Stated exercise: Turn the listing below into a numbered list with one entry per line, and drop any blank lines.

Data to use:
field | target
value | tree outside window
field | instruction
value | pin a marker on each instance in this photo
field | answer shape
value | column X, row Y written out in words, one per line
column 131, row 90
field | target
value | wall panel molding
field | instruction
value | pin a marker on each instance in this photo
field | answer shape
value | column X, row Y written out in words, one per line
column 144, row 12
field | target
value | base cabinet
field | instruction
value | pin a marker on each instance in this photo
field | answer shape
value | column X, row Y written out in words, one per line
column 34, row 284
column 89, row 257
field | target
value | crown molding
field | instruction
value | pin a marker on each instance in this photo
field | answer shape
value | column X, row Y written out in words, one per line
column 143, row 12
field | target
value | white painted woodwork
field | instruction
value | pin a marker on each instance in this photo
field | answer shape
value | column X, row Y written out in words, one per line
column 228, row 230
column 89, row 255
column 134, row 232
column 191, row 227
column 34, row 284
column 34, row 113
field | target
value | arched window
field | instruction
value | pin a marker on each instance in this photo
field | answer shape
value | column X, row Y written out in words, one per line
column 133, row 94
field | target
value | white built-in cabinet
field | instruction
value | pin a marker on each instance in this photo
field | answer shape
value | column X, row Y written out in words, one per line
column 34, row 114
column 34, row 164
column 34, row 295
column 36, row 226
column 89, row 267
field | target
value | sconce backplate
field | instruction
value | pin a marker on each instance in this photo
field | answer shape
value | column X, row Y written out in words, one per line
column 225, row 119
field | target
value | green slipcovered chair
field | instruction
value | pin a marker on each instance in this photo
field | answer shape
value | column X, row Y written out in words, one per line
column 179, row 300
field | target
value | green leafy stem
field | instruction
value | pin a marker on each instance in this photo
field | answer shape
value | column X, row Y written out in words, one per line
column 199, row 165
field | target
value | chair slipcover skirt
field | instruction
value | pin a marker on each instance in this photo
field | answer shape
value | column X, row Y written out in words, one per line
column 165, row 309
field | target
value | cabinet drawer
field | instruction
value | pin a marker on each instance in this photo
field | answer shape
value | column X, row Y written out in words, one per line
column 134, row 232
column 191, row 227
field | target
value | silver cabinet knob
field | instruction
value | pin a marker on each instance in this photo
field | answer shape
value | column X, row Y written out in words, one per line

Complete answer:
1. field | target
2. value | tree outside window
3. field | instruction
4. value | pin a marker on each instance in this photo
5. field | answer shape
6. value | column X, row Y written out in words, one per line
7. column 131, row 90
8. field | target
9. value | wall panel molding
10. field | instruction
11. value | pin a marker on each instance in this photo
12. field | answer shape
13. value | column X, row Y written out in words, one per line
14. column 144, row 12
15. field | target
16. value | base cabinet
17. field | instruction
18. value | pin a marker on each instance in this photo
19. field | answer shape
20. value | column X, row Y written out in words, one per line
21. column 34, row 284
22. column 89, row 257
23. field | target
24. value | crown molding
25. field | instruction
26. value | pin a marker on each instance in this photo
27. field | answer shape
28. value | column X, row Y written out in words, one per line
29. column 143, row 12
30. field | target
31. value | white painted woodwork
32. field | instruction
33. value | pin a marker on each instance in this photo
34. field | answer shape
35. value | column X, row Y written out in words, one per line
36. column 228, row 230
37. column 89, row 255
38. column 134, row 232
39. column 191, row 227
40. column 34, row 284
41. column 34, row 113
42. field | target
43. value | arched window
44. field | instruction
45. value | pin a marker on each instance in this photo
46. field | answer shape
47. value | column X, row Y written out in words, one per line
48. column 133, row 94
49. field | target
50. value | white built-in cabinet
51. field | instruction
52. value | pin a marker on each instance in this photo
53. field | answer shape
54. value | column X, row Y written out in words, one per line
55. column 34, row 114
56. column 34, row 164
57. column 34, row 295
58. column 36, row 226
59. column 89, row 267
60. field | target
61. value | sconce backplate
62. field | instruction
63. value | pin a marker on each instance in this photo
64. field | answer shape
65. value | column X, row Y written out in words, one per line
66. column 225, row 119
67. field | target
68. value | green slipcovered chair
69. field | instruction
70. value | pin a marker on each instance in this photo
71. field | answer shape
72. value | column X, row Y written out in words, one per line
73. column 179, row 300
74. field | target
75. value | green leafy stem
76. field | instruction
77. value | pin a marker on each instance in this photo
78. field | answer shape
79. value | column X, row Y written out in words, one per line
80. column 199, row 165
81. field | target
82. value | chair slipcover skirt
83. field | instruction
84. value | pin a marker on each instance in this photo
85. field | answer shape
86. value | column X, row Y written out in words, one per line
87. column 165, row 309
88. field | target
89. value | cabinet drawer
90. field | instruction
91. value | pin a marker on each instance in this photo
92. field | answer shape
93. value | column X, row Y written out in words, one per line
94. column 134, row 232
95. column 191, row 227
96. field | target
97. value | silver cabinet knob
98. field | instruction
99. value | pin a marker on each instance in this photo
100. field | answer shape
101. value | column X, row Y written out in words, one per line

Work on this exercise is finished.